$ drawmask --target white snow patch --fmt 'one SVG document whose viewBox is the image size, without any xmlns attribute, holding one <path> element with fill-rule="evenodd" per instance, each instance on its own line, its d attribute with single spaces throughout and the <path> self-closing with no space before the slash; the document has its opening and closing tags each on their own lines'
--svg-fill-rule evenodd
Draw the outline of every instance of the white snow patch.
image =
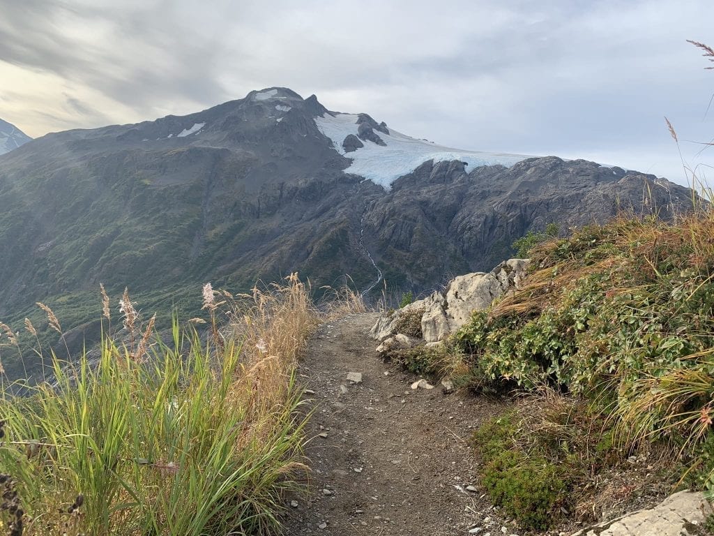
<svg viewBox="0 0 714 536">
<path fill-rule="evenodd" d="M 261 91 L 253 95 L 253 98 L 256 101 L 267 101 L 278 94 L 277 89 L 268 89 L 266 91 Z"/>
<path fill-rule="evenodd" d="M 194 123 L 193 126 L 190 129 L 183 129 L 180 134 L 177 134 L 176 137 L 185 138 L 186 136 L 190 136 L 192 134 L 196 134 L 202 128 L 206 126 L 206 123 Z M 171 137 L 169 136 L 169 137 Z"/>
<path fill-rule="evenodd" d="M 467 169 L 473 169 L 496 164 L 511 167 L 531 158 L 524 154 L 488 153 L 444 147 L 433 142 L 409 137 L 391 129 L 388 129 L 388 134 L 374 131 L 386 144 L 386 147 L 361 140 L 364 144 L 363 147 L 346 153 L 342 142 L 349 134 L 357 135 L 358 117 L 355 114 L 337 114 L 335 116 L 325 114 L 322 117 L 316 117 L 315 123 L 320 131 L 332 140 L 338 152 L 352 159 L 352 164 L 344 170 L 345 173 L 360 175 L 388 189 L 396 179 L 411 173 L 428 160 L 433 160 L 434 162 L 460 160 L 466 163 Z"/>
</svg>

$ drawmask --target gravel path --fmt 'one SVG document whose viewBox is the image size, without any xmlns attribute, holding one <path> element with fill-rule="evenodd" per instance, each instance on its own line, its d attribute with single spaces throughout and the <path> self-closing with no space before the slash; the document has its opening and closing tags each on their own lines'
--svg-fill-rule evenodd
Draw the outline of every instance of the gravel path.
<svg viewBox="0 0 714 536">
<path fill-rule="evenodd" d="M 411 388 L 418 378 L 376 357 L 377 315 L 320 327 L 301 367 L 315 413 L 309 494 L 292 502 L 288 535 L 518 534 L 476 485 L 469 437 L 500 412 L 493 400 Z M 361 382 L 348 373 L 361 374 Z"/>
</svg>

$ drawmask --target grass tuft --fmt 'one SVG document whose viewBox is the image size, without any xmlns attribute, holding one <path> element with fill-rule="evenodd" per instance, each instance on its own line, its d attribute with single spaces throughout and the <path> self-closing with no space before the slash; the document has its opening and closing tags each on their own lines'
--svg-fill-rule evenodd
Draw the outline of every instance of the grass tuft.
<svg viewBox="0 0 714 536">
<path fill-rule="evenodd" d="M 96 360 L 53 354 L 51 384 L 4 396 L 0 472 L 11 477 L 0 480 L 21 504 L 0 510 L 4 526 L 156 536 L 279 529 L 283 495 L 308 470 L 294 370 L 319 315 L 296 274 L 249 295 L 210 291 L 204 299 L 220 298 L 207 307 L 211 325 L 227 324 L 221 344 L 175 317 L 160 337 L 125 291 L 129 344 L 105 337 Z"/>
</svg>

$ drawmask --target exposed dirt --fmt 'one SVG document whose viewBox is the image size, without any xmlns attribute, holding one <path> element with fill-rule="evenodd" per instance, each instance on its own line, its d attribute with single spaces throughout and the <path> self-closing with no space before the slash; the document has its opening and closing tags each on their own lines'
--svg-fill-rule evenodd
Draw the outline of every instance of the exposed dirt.
<svg viewBox="0 0 714 536">
<path fill-rule="evenodd" d="M 314 392 L 313 482 L 307 502 L 290 508 L 286 533 L 440 536 L 483 527 L 501 535 L 506 526 L 507 536 L 521 534 L 466 490 L 476 485 L 468 439 L 504 403 L 412 389 L 418 377 L 376 357 L 368 335 L 376 319 L 323 324 L 311 342 L 301 372 Z M 361 383 L 348 381 L 351 372 Z"/>
<path fill-rule="evenodd" d="M 513 402 L 446 394 L 440 385 L 411 389 L 418 377 L 377 357 L 368 332 L 378 316 L 323 324 L 310 342 L 299 373 L 314 411 L 306 449 L 313 475 L 306 497 L 288 497 L 286 534 L 445 536 L 481 528 L 471 533 L 536 535 L 504 518 L 478 488 L 468 445 L 482 422 Z M 361 382 L 350 382 L 349 372 L 361 373 Z M 580 507 L 610 518 L 656 504 L 670 490 L 653 481 L 647 463 L 604 475 L 605 492 Z M 578 527 L 563 520 L 537 534 Z"/>
</svg>

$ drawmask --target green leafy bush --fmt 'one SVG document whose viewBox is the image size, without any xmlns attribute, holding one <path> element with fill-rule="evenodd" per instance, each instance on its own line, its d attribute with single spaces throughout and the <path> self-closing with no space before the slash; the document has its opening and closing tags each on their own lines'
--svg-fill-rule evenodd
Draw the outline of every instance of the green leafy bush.
<svg viewBox="0 0 714 536">
<path fill-rule="evenodd" d="M 405 292 L 402 294 L 401 299 L 399 300 L 399 309 L 402 307 L 406 307 L 411 303 L 414 302 L 414 294 L 410 290 L 408 292 Z"/>
<path fill-rule="evenodd" d="M 513 247 L 516 251 L 516 254 L 522 259 L 526 258 L 536 246 L 555 238 L 560 230 L 558 224 L 550 223 L 545 226 L 545 232 L 528 231 L 525 236 L 513 242 Z"/>
</svg>

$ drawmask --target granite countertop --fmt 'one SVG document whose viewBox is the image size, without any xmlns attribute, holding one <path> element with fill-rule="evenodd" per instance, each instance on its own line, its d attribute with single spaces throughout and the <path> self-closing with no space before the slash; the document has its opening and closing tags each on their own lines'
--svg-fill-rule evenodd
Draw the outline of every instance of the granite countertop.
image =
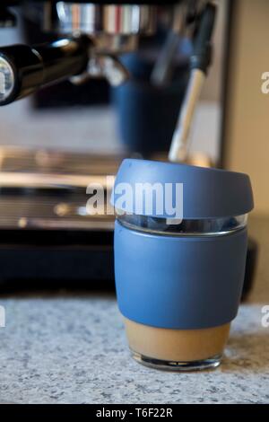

--- INSTRUCTION ---
Update all of the data above by changing "Draw the outline" to "Trace the outline" and keeping everything else the same. Leave the pictures out.

--- EXERCISE ANSWER ---
$ drawmask --target white snow patch --fmt 'one SVG document whose viewBox is the image size, without any xmlns attribute, holding one <path> element with fill-rule="evenodd" per instance, each instance on its own line, its d attribute with single spaces throughout and the <path> self-closing with no space before the slash; the document has its opening and closing tags each on their own lines'
--svg-fill-rule evenodd
Trace the outline of every instance of the white snow patch.
image =
<svg viewBox="0 0 714 536">
<path fill-rule="evenodd" d="M 261 91 L 253 95 L 253 98 L 256 101 L 267 101 L 278 94 L 277 89 L 268 89 L 266 91 Z"/>
<path fill-rule="evenodd" d="M 194 123 L 193 126 L 190 129 L 183 129 L 180 134 L 177 134 L 176 137 L 185 138 L 186 136 L 190 136 L 192 134 L 196 134 L 202 128 L 206 126 L 206 123 Z M 171 137 L 169 136 L 169 137 Z"/>
<path fill-rule="evenodd" d="M 467 169 L 473 169 L 496 164 L 511 167 L 531 158 L 524 154 L 488 153 L 444 147 L 433 142 L 409 137 L 391 129 L 388 129 L 388 134 L 374 131 L 386 144 L 386 147 L 361 140 L 364 144 L 363 147 L 346 153 L 342 142 L 349 134 L 357 135 L 358 117 L 355 114 L 337 114 L 335 116 L 325 114 L 322 117 L 316 117 L 315 123 L 320 131 L 332 140 L 338 152 L 352 159 L 352 164 L 344 170 L 345 173 L 360 175 L 388 189 L 396 179 L 411 173 L 428 160 L 433 160 L 434 162 L 460 160 L 466 163 Z"/>
</svg>

$ drawmask --target gravel path --fmt 'one SVG document whose viewBox is the image size, without any xmlns attribute, holding one <path> element with fill-rule="evenodd" per instance, each instance on its own line, its d attribute with single spaces throughout and the <path> self-closing with no space before the slash; the document has its opening and closing tags each on their own lines'
--svg-fill-rule evenodd
Trace the outline of every instance of the gravel path.
<svg viewBox="0 0 714 536">
<path fill-rule="evenodd" d="M 411 388 L 418 378 L 376 357 L 377 315 L 320 327 L 301 367 L 315 413 L 309 494 L 292 502 L 288 535 L 518 534 L 476 485 L 469 437 L 500 412 L 493 400 Z M 361 382 L 348 373 L 361 374 Z"/>
</svg>

$ drawmask --target grass tuft --fmt 'one SVG document whose viewBox is the image size, without any xmlns attribute, holding one <path> element with fill-rule="evenodd" per instance, each instance on its own line, its d attribute with single spaces throughout and the <path> self-closing with no space before the slash; the document has its opening and closing tags each on their own lines'
--svg-fill-rule evenodd
Trace the outline of every instance of the grass tuft.
<svg viewBox="0 0 714 536">
<path fill-rule="evenodd" d="M 96 360 L 53 354 L 51 384 L 4 396 L 0 472 L 11 477 L 0 480 L 21 504 L 0 510 L 4 526 L 156 536 L 279 529 L 283 495 L 308 470 L 294 370 L 319 315 L 296 274 L 249 295 L 210 291 L 204 299 L 220 298 L 207 307 L 211 325 L 227 324 L 221 344 L 175 317 L 160 337 L 125 291 L 129 344 L 105 337 Z"/>
</svg>

$ drawmask --target exposed dirt --fmt 'one SVG document whose viewBox is the image size, without any xmlns attribute, holding one <path> element with fill-rule="evenodd" per instance, each instance on its own line, its d attribute with single spaces throughout and the <path> self-closing with no space before the slash; the document has its opening and closing tags each on their own lines'
--svg-fill-rule evenodd
Trace the outline of every instance of the exposed dirt.
<svg viewBox="0 0 714 536">
<path fill-rule="evenodd" d="M 314 392 L 313 482 L 307 502 L 290 508 L 286 533 L 440 536 L 483 527 L 501 535 L 506 526 L 507 536 L 521 534 L 466 490 L 476 485 L 468 439 L 504 403 L 412 389 L 418 377 L 376 357 L 368 335 L 376 319 L 323 324 L 311 342 L 301 372 Z M 361 383 L 348 381 L 351 372 Z"/>
<path fill-rule="evenodd" d="M 513 402 L 446 394 L 440 385 L 411 389 L 418 377 L 377 357 L 368 332 L 378 316 L 323 324 L 310 342 L 299 373 L 314 411 L 306 449 L 313 475 L 306 497 L 288 497 L 286 534 L 445 536 L 481 528 L 471 533 L 536 535 L 504 518 L 478 488 L 468 445 L 482 422 Z M 361 382 L 350 382 L 349 372 L 361 373 Z M 580 507 L 610 518 L 656 504 L 670 490 L 653 481 L 647 463 L 604 475 L 605 492 Z M 578 527 L 563 520 L 537 534 Z"/>
</svg>

$ drawmask --target green leafy bush --fmt 'one SVG document whose viewBox is the image size, without any xmlns attribute, holding one <path> element with fill-rule="evenodd" per instance, each instance on its own line, its d attribute with single spaces throughout and the <path> self-closing with no space before the slash; the document has its opening and closing tags each on their own lines'
--svg-fill-rule evenodd
Trace the outline of every instance of the green leafy bush.
<svg viewBox="0 0 714 536">
<path fill-rule="evenodd" d="M 405 292 L 402 294 L 401 299 L 399 300 L 399 309 L 402 307 L 406 307 L 411 303 L 414 302 L 414 294 L 410 290 L 408 292 Z"/>
<path fill-rule="evenodd" d="M 513 247 L 516 251 L 516 254 L 522 259 L 526 258 L 536 246 L 555 238 L 560 230 L 558 224 L 550 223 L 545 226 L 545 232 L 528 231 L 525 236 L 513 242 Z"/>
</svg>

$ drawmask --target granite countertop --fmt 'one SVG document whose viewBox is the image size, without any xmlns attribute, holding one <path> element with fill-rule="evenodd" per instance, each instance on its own line, its d attribute with single spaces throughout and the <path> self-closing with no space before the slash; the document has its opening and closing tags each on their own lines'
--svg-fill-rule evenodd
Trace the outline of every instance of the granite countertop.
image =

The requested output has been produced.